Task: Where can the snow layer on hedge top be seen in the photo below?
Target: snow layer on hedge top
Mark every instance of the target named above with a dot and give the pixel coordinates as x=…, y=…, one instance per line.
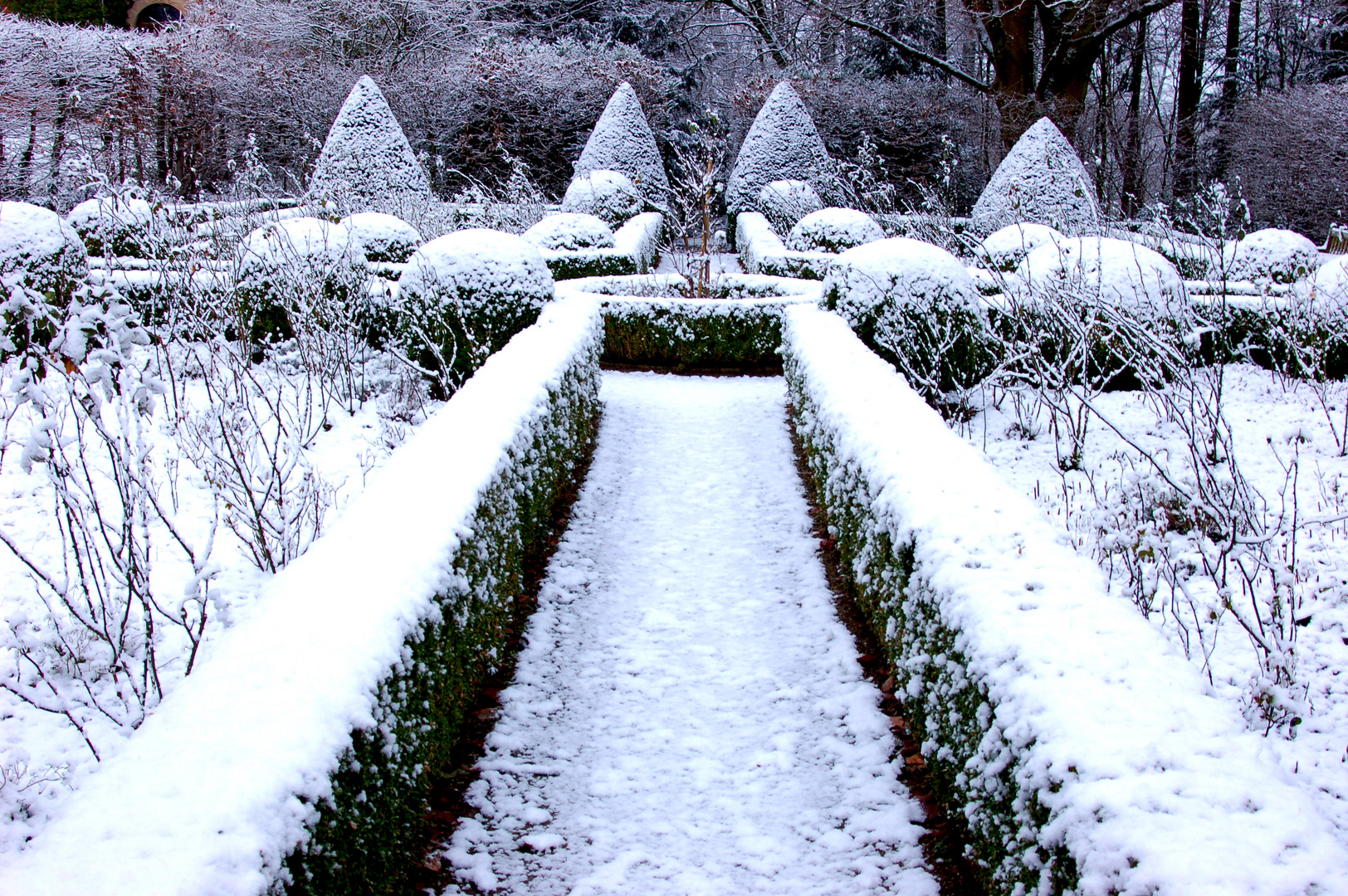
x=38, y=250
x=367, y=163
x=1150, y=786
x=1272, y=255
x=1041, y=181
x=782, y=144
x=623, y=140
x=211, y=794
x=1121, y=272
x=833, y=231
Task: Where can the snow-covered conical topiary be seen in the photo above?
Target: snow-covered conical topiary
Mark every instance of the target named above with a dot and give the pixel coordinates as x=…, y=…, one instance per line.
x=367, y=163
x=1041, y=181
x=623, y=140
x=782, y=144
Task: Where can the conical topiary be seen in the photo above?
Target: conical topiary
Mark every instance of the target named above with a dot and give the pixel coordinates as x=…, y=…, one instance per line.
x=782, y=144
x=367, y=163
x=1041, y=181
x=623, y=140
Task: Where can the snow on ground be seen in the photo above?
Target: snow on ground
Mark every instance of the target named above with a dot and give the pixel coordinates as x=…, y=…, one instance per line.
x=688, y=714
x=1267, y=416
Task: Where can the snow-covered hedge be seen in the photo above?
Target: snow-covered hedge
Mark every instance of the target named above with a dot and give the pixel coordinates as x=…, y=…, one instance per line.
x=1277, y=256
x=635, y=248
x=305, y=742
x=784, y=202
x=1043, y=181
x=917, y=306
x=650, y=322
x=762, y=251
x=833, y=231
x=1080, y=748
x=464, y=295
x=384, y=237
x=605, y=194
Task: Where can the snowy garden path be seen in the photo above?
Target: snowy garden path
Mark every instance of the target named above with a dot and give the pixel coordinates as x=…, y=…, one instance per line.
x=688, y=714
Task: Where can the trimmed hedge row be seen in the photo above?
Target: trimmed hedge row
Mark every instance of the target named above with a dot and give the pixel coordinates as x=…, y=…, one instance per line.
x=1079, y=747
x=297, y=757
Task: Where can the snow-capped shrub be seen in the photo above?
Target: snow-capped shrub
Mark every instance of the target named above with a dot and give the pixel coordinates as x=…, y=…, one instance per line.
x=833, y=231
x=114, y=226
x=916, y=306
x=782, y=144
x=784, y=202
x=605, y=194
x=623, y=140
x=367, y=163
x=1039, y=181
x=1004, y=250
x=1277, y=256
x=382, y=236
x=1118, y=272
x=464, y=295
x=293, y=261
x=570, y=231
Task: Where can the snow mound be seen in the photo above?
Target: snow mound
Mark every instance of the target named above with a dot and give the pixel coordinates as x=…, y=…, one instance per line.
x=1007, y=248
x=1272, y=255
x=466, y=294
x=384, y=237
x=570, y=231
x=367, y=162
x=782, y=144
x=784, y=202
x=1121, y=274
x=1041, y=181
x=916, y=304
x=605, y=194
x=833, y=231
x=623, y=140
x=114, y=226
x=38, y=250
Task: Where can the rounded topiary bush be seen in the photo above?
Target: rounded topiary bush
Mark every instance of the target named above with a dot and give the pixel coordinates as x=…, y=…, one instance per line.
x=114, y=226
x=1274, y=256
x=605, y=194
x=286, y=267
x=464, y=295
x=570, y=231
x=383, y=237
x=833, y=231
x=39, y=256
x=914, y=304
x=784, y=202
x=1009, y=247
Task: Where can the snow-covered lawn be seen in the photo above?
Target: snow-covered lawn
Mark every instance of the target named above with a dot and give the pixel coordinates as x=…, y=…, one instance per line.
x=1274, y=422
x=688, y=714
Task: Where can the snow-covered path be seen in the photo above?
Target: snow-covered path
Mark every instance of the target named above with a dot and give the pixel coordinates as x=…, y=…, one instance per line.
x=688, y=713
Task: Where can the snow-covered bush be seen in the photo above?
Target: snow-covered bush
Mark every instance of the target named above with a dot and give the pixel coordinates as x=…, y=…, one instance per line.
x=1084, y=752
x=623, y=142
x=367, y=163
x=1004, y=250
x=833, y=231
x=784, y=202
x=114, y=226
x=1274, y=256
x=605, y=194
x=1118, y=272
x=570, y=231
x=1039, y=181
x=462, y=297
x=382, y=236
x=782, y=144
x=279, y=265
x=916, y=306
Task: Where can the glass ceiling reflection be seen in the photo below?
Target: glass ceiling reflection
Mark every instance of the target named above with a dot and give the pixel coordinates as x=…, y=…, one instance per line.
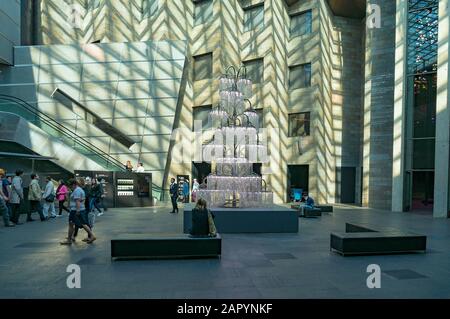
x=422, y=36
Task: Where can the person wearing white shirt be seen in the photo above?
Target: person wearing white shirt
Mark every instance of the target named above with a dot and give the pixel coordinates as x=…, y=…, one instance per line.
x=49, y=198
x=140, y=168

▶ **Work task**
Please reproduce, word for word, every line from the first line of the records above through the line containing "Task: Where can the snow on", and leave out the pictures.

▶ **Completed task**
Task: Where can the snow layer on hedge top be seen in the photo below?
Target: snow layer on hedge top
Mark every instance of the target named above with a dot and give the pixel coordinates as x=…, y=…, one instance per line.
x=38, y=250
x=367, y=163
x=1150, y=786
x=1272, y=255
x=1041, y=181
x=782, y=144
x=623, y=140
x=211, y=794
x=1121, y=272
x=833, y=231
Task: Where can the snow-covered conical topiary be seen in the photo above?
Target: snow-covered conical topiary
Mark every instance of the target named above with a dot and give the pixel coordinates as x=…, y=…, one instance per line.
x=367, y=163
x=1041, y=181
x=623, y=140
x=782, y=144
Task: Where can the conical topiary be seen in the photo above?
Target: conical topiary
Mark every instance of the target named above with a dot and give the pixel coordinates as x=…, y=…, one instance per line.
x=782, y=144
x=367, y=163
x=1041, y=181
x=623, y=140
Task: Where can the snow on ground be seen in the photo above?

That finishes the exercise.